--- PROVIDED DATA ---
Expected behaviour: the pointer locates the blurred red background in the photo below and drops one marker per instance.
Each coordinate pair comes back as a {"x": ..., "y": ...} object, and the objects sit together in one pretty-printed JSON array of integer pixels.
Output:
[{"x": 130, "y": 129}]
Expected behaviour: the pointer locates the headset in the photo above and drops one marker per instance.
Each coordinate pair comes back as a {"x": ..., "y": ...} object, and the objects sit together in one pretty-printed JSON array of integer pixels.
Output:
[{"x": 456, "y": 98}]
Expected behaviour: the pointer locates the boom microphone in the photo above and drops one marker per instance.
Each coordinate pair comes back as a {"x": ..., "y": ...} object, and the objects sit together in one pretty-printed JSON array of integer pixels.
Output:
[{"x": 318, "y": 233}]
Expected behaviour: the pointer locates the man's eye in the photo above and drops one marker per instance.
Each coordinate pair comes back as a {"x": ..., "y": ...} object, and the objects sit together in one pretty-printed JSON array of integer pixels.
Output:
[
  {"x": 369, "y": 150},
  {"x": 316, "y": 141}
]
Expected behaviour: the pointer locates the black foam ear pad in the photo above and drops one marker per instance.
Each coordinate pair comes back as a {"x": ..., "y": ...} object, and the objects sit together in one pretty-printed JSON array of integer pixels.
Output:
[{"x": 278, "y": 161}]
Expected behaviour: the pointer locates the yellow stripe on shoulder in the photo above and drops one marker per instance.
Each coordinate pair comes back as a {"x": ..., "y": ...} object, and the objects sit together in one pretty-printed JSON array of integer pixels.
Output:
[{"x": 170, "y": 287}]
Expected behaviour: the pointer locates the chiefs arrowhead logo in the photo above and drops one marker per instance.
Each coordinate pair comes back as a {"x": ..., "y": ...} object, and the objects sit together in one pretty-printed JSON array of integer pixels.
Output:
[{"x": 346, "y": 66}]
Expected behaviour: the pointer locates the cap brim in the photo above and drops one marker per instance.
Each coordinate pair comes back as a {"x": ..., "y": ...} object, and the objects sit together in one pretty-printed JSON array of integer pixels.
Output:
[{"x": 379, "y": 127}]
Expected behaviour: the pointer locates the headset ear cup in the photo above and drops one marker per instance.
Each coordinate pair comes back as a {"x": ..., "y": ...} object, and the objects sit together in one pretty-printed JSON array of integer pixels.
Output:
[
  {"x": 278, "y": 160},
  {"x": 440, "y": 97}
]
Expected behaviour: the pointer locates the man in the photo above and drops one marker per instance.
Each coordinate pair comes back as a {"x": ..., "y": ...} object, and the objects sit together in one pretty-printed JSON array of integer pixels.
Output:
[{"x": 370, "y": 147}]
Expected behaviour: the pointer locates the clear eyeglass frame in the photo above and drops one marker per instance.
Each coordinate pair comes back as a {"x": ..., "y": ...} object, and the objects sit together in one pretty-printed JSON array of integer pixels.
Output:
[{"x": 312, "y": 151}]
---
--- PROVIDED DATA ---
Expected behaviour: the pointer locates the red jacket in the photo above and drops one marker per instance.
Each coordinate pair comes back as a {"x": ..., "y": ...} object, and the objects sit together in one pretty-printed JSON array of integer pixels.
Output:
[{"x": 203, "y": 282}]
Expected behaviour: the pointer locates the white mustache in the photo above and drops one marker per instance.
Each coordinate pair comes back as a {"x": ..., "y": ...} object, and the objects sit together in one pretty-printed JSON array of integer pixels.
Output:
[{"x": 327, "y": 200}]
---
• _PROBLEM REQUIREMENTS_: Identify each line in the items above that contains the string "headset", and copy each of those lines in full. Matching is case-sensitive.

• _THE RESPONSE_:
Expected behaviour: the pointer locates the headset in the photo above and drops one marker per instance.
Expected behaviour: the pointer locates the headset ear cup in the photo above and drops one marker per instance.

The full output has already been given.